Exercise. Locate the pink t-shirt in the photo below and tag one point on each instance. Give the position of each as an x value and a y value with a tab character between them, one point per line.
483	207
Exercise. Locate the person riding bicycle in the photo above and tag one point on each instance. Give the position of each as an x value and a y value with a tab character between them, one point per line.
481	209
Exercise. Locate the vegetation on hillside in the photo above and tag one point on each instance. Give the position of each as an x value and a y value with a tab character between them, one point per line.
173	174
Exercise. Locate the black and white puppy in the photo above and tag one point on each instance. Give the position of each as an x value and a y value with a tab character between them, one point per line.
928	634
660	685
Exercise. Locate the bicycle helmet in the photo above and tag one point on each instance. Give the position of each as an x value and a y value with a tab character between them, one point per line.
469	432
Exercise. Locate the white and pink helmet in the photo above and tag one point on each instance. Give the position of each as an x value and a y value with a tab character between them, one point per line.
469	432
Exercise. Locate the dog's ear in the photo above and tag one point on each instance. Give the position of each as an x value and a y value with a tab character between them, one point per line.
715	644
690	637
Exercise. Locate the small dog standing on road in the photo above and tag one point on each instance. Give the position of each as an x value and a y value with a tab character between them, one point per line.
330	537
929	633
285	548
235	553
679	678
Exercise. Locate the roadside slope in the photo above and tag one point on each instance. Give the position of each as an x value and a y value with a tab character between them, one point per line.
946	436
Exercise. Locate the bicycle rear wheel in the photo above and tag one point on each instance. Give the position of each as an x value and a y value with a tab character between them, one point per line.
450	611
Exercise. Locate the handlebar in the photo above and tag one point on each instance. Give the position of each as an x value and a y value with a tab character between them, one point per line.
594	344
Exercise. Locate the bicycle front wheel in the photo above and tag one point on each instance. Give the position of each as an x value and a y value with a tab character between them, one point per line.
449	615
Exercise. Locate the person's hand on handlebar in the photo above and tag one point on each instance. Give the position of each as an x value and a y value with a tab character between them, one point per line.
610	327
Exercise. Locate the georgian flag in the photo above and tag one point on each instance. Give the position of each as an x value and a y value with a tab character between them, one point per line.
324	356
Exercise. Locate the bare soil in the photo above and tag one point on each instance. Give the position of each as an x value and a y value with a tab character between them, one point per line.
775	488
# # # #
▸ **Set problem**:
Extract the complete data, matching each line exactly.

▸ **Written reply**:
Exercise. Locate the pink t-shirt in the photo below and tag one point on each instance. Give the position of each as an x value and a y value with a tab character between them, one point per line.
483	207
Exercise. Locate the person riding bicycle in the photo above and tag one point on each instance. Give the position of each as an x value and a y value with a tab character between them, one point per line.
481	209
Exercise. Locate the vegetation on hillside in the photo above and tag one point on each instance. Give the position of each as an x value and a y value with a tab character between them, one point per line.
173	174
Exercise. Locate the black and white puppy in the photo above and tag one point on each instance. Give the position of each as an x value and a y value with a tab character between them, one point per line.
928	634
660	685
Exercise. Locate the bicycle helmet in the photo above and tag one point on each instance. Give the position of each as an x value and a y value with a tab character between them, one point per line.
469	432
Exercise. Locate the white and pink helmet in the photo above and tag one point on each instance. Give the position of each as an x value and a y value with a tab character between them, one point per line.
469	432
Exercise. Locate the dog's ear in the photo above and tag one point on each instance. Give the position of each as an x value and a y value with a tab character between them, one point per line.
715	644
690	637
Exercise. Locate the small dog standing on road in the photo above and tag one point on each instance. Give the position of each as an x value and a y value with a tab character between them, one point per line.
330	537
929	633
285	548
235	553
679	678
Exercise. Locate the roadside slope in the photo above and tag one point on each instance. Give the position of each as an x value and a y value with a tab character between them, one point per line.
946	436
Exercise. Locate the bicycle rear wheel in the photo above and tag one point on each instance. Give the position of each as an x value and a y value with a tab character between them, one point per line.
450	611
Exercise. Locate the handlebar in the photo above and tag one point on each instance. Give the position of each as an x value and a y value with a tab character between them, one point per line.
594	344
Exercise. Locate the bicycle front wheel in the photo above and tag one point on each instance. Give the position of each as an x value and a y value with a tab character between them, one point per line.
449	615
Exercise. Locate the person's hand on handlebar in the photo above and tag one point on each instance. Give the position of each as an x value and a y value with a tab character between them, one point per line.
610	327
Exercise. Locate the georgian flag in the photo above and tag one point on each instance. Give the position of each as an x value and a y value with a tab character between them, one point per line.
324	356
Exercise. Locate the bare soil in the photo above and tag one point on each instance. Give the position of each as an x value and a y value with a tab character between them, one point per line.
775	488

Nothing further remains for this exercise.